[Data items]
::::
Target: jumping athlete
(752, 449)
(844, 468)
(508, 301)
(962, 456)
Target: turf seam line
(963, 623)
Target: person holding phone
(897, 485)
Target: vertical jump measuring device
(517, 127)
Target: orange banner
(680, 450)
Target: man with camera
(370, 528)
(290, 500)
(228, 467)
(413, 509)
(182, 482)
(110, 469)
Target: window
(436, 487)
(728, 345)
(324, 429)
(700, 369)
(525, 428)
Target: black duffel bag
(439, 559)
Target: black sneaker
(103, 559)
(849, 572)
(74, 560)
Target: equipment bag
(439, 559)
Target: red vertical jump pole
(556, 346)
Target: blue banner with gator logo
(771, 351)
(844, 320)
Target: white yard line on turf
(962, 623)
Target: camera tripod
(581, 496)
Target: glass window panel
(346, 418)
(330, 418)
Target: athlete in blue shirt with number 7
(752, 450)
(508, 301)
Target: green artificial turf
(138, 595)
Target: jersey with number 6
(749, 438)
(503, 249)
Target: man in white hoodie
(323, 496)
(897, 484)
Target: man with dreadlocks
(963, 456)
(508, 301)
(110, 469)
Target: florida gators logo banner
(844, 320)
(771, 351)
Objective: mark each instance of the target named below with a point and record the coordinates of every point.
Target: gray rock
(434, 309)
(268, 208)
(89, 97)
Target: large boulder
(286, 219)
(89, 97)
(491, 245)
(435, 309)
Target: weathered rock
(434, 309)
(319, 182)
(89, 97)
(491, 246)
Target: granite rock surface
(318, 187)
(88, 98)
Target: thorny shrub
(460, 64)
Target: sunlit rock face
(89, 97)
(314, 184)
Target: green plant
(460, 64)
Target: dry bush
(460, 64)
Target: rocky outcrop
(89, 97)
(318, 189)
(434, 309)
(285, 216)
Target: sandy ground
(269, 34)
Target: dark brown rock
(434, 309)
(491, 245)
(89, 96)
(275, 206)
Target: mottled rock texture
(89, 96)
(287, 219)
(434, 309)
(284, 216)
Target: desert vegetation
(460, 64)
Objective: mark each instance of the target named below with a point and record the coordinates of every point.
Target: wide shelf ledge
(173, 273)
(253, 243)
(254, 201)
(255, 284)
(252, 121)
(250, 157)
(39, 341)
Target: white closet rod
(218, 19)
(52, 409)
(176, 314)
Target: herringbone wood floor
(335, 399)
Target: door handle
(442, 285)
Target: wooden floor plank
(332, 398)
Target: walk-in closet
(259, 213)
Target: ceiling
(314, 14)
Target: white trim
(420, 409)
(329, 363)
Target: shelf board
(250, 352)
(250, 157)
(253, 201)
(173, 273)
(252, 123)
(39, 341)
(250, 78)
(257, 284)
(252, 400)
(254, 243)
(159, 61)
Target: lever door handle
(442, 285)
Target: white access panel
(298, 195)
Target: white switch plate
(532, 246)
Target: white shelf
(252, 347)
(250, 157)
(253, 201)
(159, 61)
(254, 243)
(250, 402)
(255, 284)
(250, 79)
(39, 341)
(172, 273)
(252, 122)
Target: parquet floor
::::
Rewrite every line of the records above as a numbered list, leaving out any blank lines.

1. Target: jumping athlete
2. (752, 449)
3. (844, 468)
4. (508, 301)
5. (962, 456)
6. Target: turf seam line
7. (963, 623)
8. Target: person holding phone
9. (897, 485)
10. Target: vertical jump measuring device
11. (517, 127)
12. Target: orange banner
13. (680, 450)
14. Target: man with camera
15. (370, 528)
16. (290, 500)
17. (228, 467)
18. (413, 509)
19. (182, 482)
20. (110, 469)
21. Target: window
22. (436, 487)
23. (728, 345)
24. (324, 429)
25. (700, 369)
26. (525, 428)
27. Target: black duffel bag
28. (439, 559)
29. Target: black sneaker
30. (103, 559)
31. (849, 572)
32. (74, 560)
33. Target: equipment bag
34. (439, 559)
35. Target: red vertical jump pole
36. (556, 346)
37. Target: blue banner with gator logo
38. (771, 351)
39. (844, 320)
40. Target: white yard line on turf
41. (962, 623)
42. Target: camera tripod
43. (581, 496)
44. Target: glass window panel
45. (346, 418)
46. (330, 418)
47. Target: athlete in blue shirt with number 7
48. (752, 450)
49. (508, 301)
50. Target: green artificial turf
51. (138, 595)
52. Target: jersey with number 6
53. (749, 438)
54. (503, 249)
55. Target: man in white hoodie
56. (323, 496)
57. (897, 484)
58. Target: man with dreadlocks
59. (963, 456)
60. (508, 301)
61. (110, 469)
62. Target: florida gators logo banner
63. (844, 320)
64. (771, 351)
65. Objective: mark each instance of the target named below with a point and record the coordinates of every point.
66. Target: gray rock
67. (434, 309)
68. (268, 208)
69. (89, 97)
70. Target: large boulder
71. (286, 219)
72. (89, 97)
73. (491, 245)
74. (435, 309)
75. Target: weathered rock
76. (434, 309)
77. (319, 182)
78. (89, 97)
79. (491, 246)
80. Target: granite rock surface
81. (318, 187)
82. (88, 98)
83. Target: thorny shrub
84. (460, 64)
85. Target: sunlit rock face
86. (89, 97)
87. (314, 184)
88. Target: green plant
89. (460, 64)
90. Target: dry bush
91. (460, 64)
92. Target: rocky outcrop
93. (89, 97)
94. (318, 189)
95. (434, 309)
96. (285, 216)
97. Target: sandy ground
98. (269, 34)
99. Target: dark brown rock
100. (434, 309)
101. (491, 245)
102. (89, 96)
103. (275, 206)
104. Target: mottled rock texture
105. (89, 96)
106. (287, 219)
107. (434, 309)
108. (284, 216)
109. Target: desert vegetation
110. (460, 64)
111. Objective: mark each instance of the target named below with a point and record the coordinates of every point.
112. Target: wide shelf ledge
113. (173, 273)
114. (253, 243)
115. (254, 201)
116. (255, 284)
117. (252, 121)
118. (250, 157)
119. (39, 341)
120. Target: white closet rod
121. (218, 19)
122. (52, 409)
123. (176, 314)
124. Target: herringbone wood floor
125. (335, 399)
126. Target: door handle
127. (442, 285)
128. Target: wooden floor plank
129. (332, 398)
130. Target: walk-in closet
131. (259, 213)
132. Target: ceiling
133. (314, 14)
134. Target: white trim
135. (420, 409)
136. (329, 363)
137. Target: shelf board
138. (250, 352)
139. (250, 157)
140. (253, 201)
141. (173, 273)
142. (252, 123)
143. (39, 341)
144. (250, 78)
145. (257, 284)
146. (252, 400)
147. (254, 243)
148. (159, 61)
149. Target: lever door handle
150. (442, 285)
151. Target: white access panel
152. (298, 195)
153. Target: white switch plate
154. (532, 246)
155. Target: white shelf
156. (252, 347)
157. (250, 157)
158. (253, 201)
159. (159, 61)
160. (254, 243)
161. (250, 402)
162. (255, 284)
163. (250, 79)
164. (39, 341)
165. (172, 273)
166. (252, 122)
167. Target: parquet floor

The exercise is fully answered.